*Exercise objective*
Please copy out every row below word for word, leaving out the pictures.

(Stored rows)

____

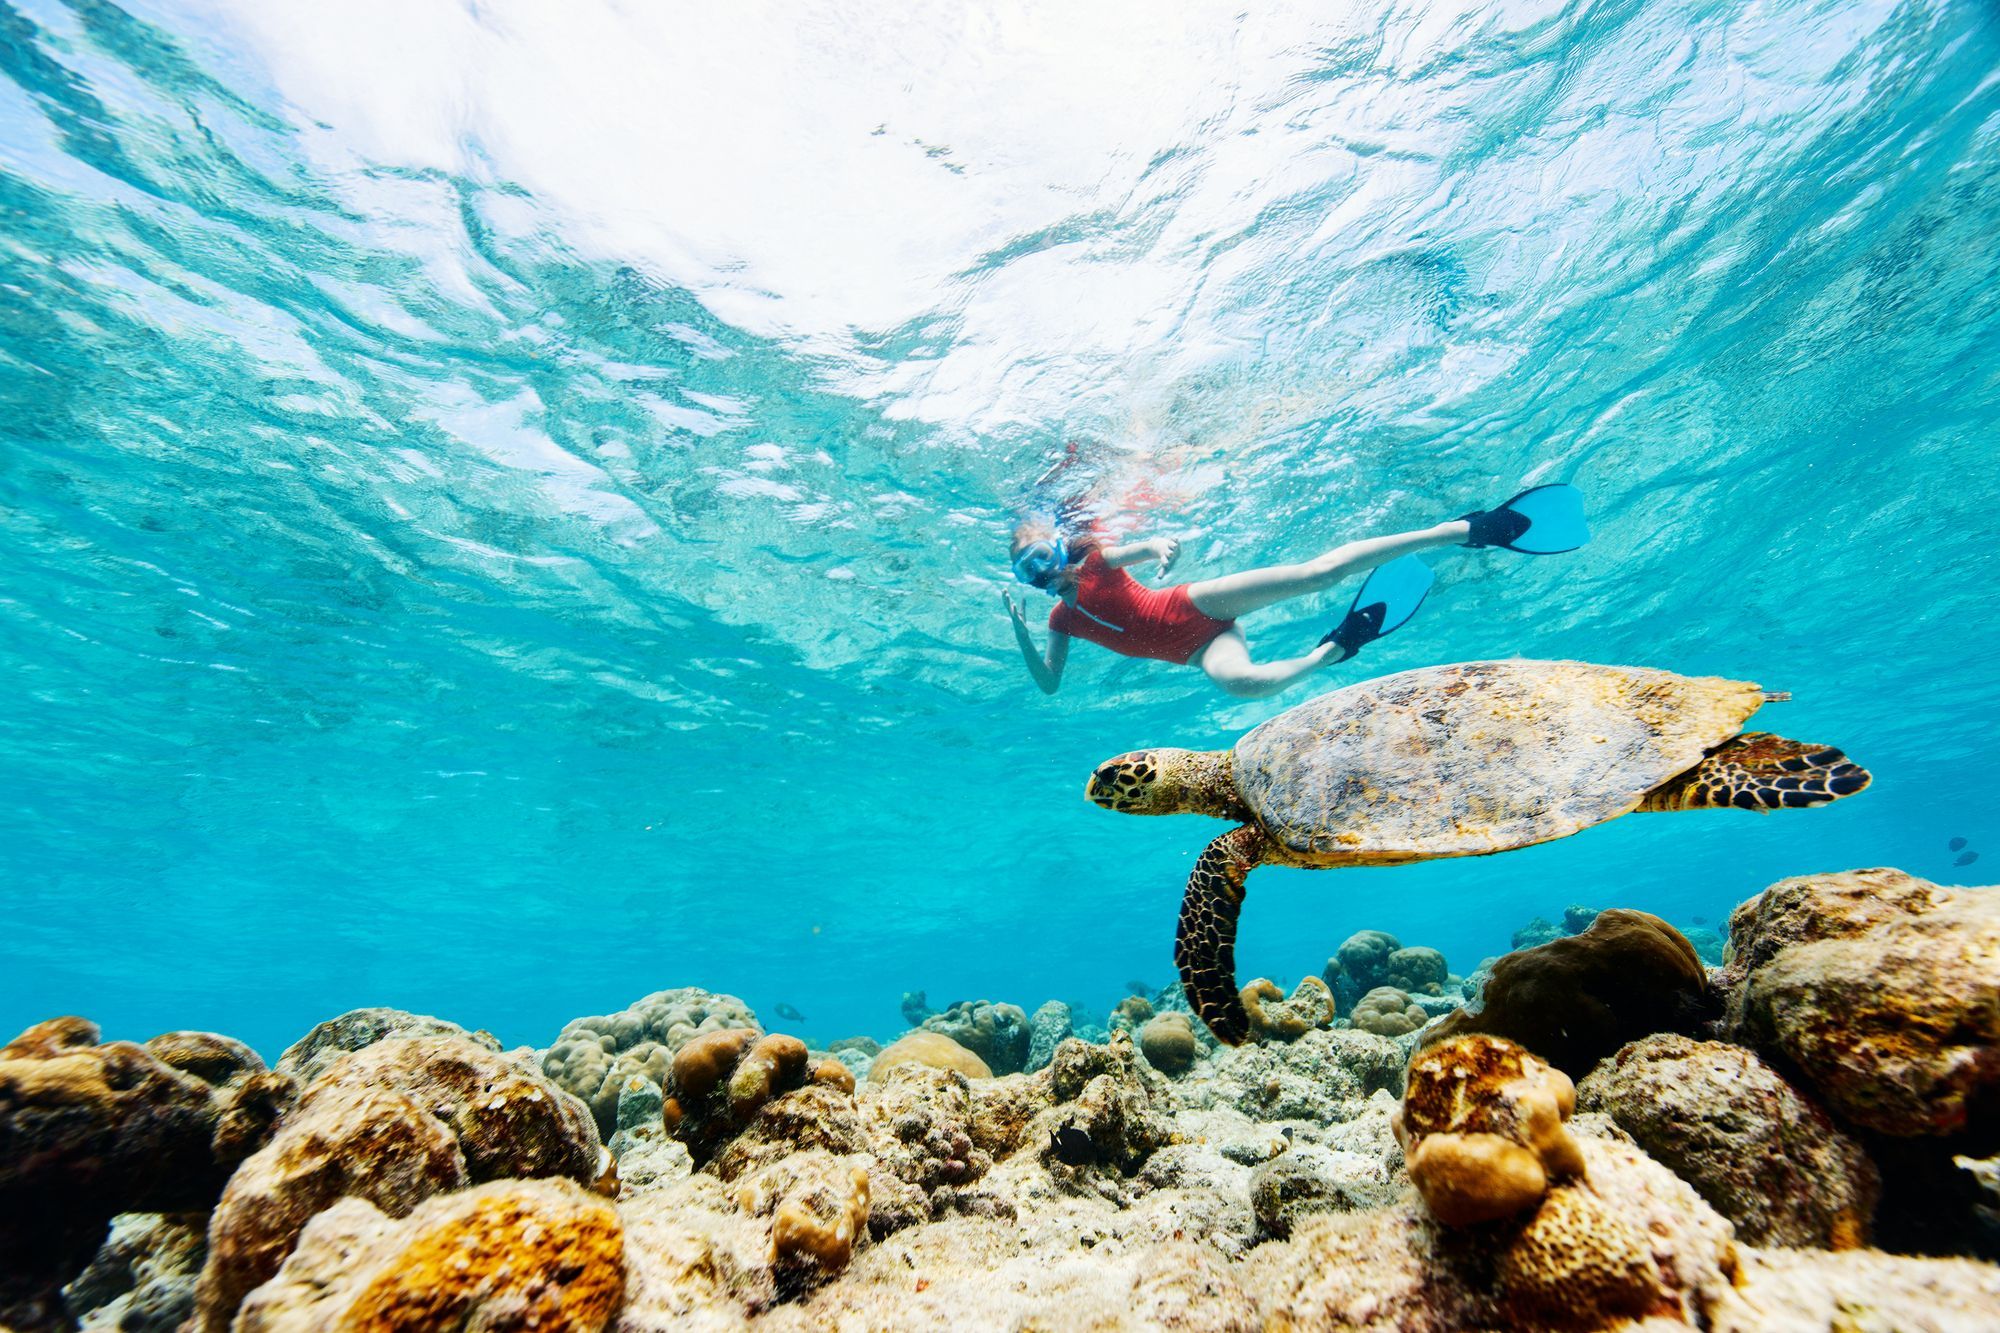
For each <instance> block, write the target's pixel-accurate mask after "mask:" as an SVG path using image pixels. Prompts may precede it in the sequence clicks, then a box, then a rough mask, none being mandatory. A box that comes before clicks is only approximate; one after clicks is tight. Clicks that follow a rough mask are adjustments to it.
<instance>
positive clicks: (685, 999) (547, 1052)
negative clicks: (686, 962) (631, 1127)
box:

____

*Written reply*
For each <instance> block, write the target's pixel-accurate mask after "mask:" as an SVG path using image pixels. Prompts may precede it in the sequence clicks, then a box, then a rough mask, none being mandatory. A box that comes before clicks is only approximate; one after clicks is tight. Clicks that follow a rough mask are adjustments to it.
<instance>
positive clicks: (685, 999) (547, 1052)
negative clicks: (686, 962) (631, 1127)
box:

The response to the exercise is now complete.